[Dataset rows showing where objects appear]

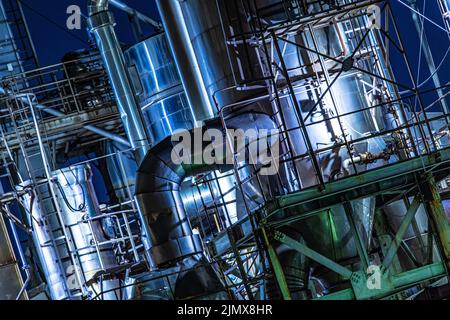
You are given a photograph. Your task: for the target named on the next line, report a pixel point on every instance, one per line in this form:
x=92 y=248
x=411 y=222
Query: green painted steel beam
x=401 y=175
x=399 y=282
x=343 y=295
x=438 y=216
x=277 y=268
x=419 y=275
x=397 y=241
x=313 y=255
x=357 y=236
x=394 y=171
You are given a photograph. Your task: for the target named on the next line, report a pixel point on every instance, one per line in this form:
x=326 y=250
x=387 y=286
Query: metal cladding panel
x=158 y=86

---

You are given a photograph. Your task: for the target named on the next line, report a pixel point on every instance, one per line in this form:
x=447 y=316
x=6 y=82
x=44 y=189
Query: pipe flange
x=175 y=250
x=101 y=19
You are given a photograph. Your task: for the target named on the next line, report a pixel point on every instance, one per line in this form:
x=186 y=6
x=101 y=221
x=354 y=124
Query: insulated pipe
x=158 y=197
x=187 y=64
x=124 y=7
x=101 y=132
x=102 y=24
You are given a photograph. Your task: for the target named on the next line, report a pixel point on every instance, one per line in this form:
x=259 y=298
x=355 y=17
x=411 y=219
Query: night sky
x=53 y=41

--

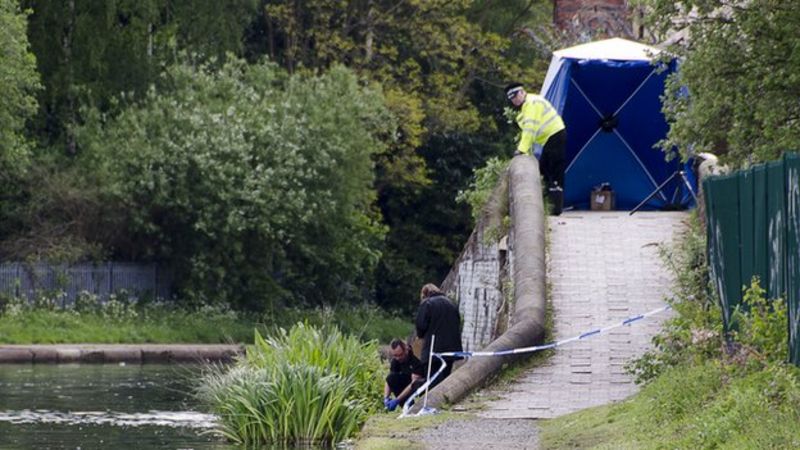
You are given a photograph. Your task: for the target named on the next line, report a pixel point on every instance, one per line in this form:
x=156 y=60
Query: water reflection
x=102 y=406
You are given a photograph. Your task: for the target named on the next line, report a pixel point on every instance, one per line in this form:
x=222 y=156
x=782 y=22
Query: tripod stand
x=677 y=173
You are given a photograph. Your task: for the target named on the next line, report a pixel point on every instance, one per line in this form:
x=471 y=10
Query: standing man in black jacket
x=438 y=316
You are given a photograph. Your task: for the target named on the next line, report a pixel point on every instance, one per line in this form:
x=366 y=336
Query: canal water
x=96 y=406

[What needs to be done]
Filter the records above down to the lines that contain the string "Query", matching case exactly, and copy each of those lines.

[Worked solution]
Query: green painted steel beam
Query: metal cladding panel
Query: pipe flange
Query: insulated pipe
Query: night sky
Query: water reflection
Query: tripod stand
Query: standing man in black jacket
Query: canal water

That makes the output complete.